• [To do]:
1 - From the passage on the BPI data center report, extract the words from "The dollar figure" to "verified macroeconomic loss." verbatim.
2 - Using the passage on the BPI data center report, answer each question on its own line:
(a) What is BPI's dollar estimate?
(b) Whose legal analysts describe Wisconsin as the leading edge of a "data center reckoning"?
(c) In which three states are siting battles already opening?

The dollar figure deserves its own hedge. BPI's $23.6 billion estimate is built from the institute's own tally of "delayed, blocked, or reduced" projects, using BPI's own definition of which projects qualify and BPI's own attribution of causation. Independent project trackers, utility filings, and developer disclosures would not produce the same number from the same inputs. Readers should treat it as the upper bound of one advocacy group's accounting, not as a verified macroeconomic loss.
Why this matters beyond Wisconsin. Legal analysts at Husch Blackwell frame the state as the leading edge of a "data center reckoning" they expect to spread to other capitals. If BPI's framing holds up, the same pipeline will look for the next local fight, and siting battles already opening in Texas, Virginia, and Ohio are obvious invitations. If BPI's framing is overstated, the report still hands the AI-buildout side a template for recharacterizing local environmental opposition as foreign interference, which is its own kind of risk for the people doing the organizing on the ground.
What to watch next: the Wisconsin legislature's final disposition of data center siting bills before session ends, any federal filings or indictments emerging from the Singham grand jury, and whether BPI or independent researchers publish the underlying project list that produces the $23.6 billion figure. Counter-narratives from PSL, from environmental groups named in the report, and from independent researchers of China-tied influence are not in the current public record and should be sought before the story is treated as settled.

• [Dataset]:
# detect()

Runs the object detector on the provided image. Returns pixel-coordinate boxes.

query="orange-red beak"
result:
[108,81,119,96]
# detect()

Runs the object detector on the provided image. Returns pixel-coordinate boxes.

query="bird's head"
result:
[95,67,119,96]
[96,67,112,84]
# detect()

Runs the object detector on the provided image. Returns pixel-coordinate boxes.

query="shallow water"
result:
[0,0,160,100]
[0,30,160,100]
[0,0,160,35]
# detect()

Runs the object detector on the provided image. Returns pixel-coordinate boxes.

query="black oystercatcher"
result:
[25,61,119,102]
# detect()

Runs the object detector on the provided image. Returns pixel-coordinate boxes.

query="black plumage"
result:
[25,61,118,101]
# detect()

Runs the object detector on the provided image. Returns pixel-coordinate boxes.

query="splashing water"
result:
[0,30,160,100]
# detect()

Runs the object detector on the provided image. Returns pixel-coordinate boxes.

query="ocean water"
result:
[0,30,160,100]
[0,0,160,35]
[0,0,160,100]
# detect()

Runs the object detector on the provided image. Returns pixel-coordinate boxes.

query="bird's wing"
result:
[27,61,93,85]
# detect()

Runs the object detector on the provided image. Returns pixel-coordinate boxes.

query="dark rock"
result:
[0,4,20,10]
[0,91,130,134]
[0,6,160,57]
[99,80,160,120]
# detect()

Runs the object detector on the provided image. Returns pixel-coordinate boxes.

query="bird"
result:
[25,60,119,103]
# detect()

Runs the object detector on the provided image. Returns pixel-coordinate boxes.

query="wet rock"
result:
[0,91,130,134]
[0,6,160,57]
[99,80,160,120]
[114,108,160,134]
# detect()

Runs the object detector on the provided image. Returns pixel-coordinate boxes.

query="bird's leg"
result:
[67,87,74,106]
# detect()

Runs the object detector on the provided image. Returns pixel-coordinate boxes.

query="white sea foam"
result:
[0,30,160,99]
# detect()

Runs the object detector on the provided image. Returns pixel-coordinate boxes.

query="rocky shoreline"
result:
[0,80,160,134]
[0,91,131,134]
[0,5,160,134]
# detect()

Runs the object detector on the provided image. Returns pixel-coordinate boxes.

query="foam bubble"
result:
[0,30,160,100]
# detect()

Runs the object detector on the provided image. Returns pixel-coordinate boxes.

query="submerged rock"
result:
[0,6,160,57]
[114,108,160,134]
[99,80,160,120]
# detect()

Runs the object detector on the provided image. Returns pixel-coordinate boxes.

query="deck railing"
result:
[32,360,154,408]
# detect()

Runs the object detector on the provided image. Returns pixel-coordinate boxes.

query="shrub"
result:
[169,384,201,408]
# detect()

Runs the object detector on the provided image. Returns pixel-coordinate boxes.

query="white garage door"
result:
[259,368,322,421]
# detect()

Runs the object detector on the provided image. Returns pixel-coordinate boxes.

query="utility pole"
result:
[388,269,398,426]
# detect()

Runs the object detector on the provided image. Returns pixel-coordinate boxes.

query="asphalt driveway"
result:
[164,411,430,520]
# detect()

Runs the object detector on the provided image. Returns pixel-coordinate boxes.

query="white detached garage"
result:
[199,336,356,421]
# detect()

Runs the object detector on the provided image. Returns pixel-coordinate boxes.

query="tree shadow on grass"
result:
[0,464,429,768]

• [Solutions to the problems]:
1 -
The dollar figure deserves its own hedge. BPI's $23.6 billion estimate is built from the institute's own tally of "delayed, blocked, or reduced" projects, using BPI's own definition of which projects qualify and BPI's own attribution of causation. Independent project trackers, utility filings, and developer disclosures would not produce the same number from the same inputs. Readers should treat it as the upper bound of one advocacy group's accounting, not as a verified macroeconomic loss.

2 -
(a) $23.6 billion
(b) Husch Blackwell
(c) Texas, Virginia, and Ohio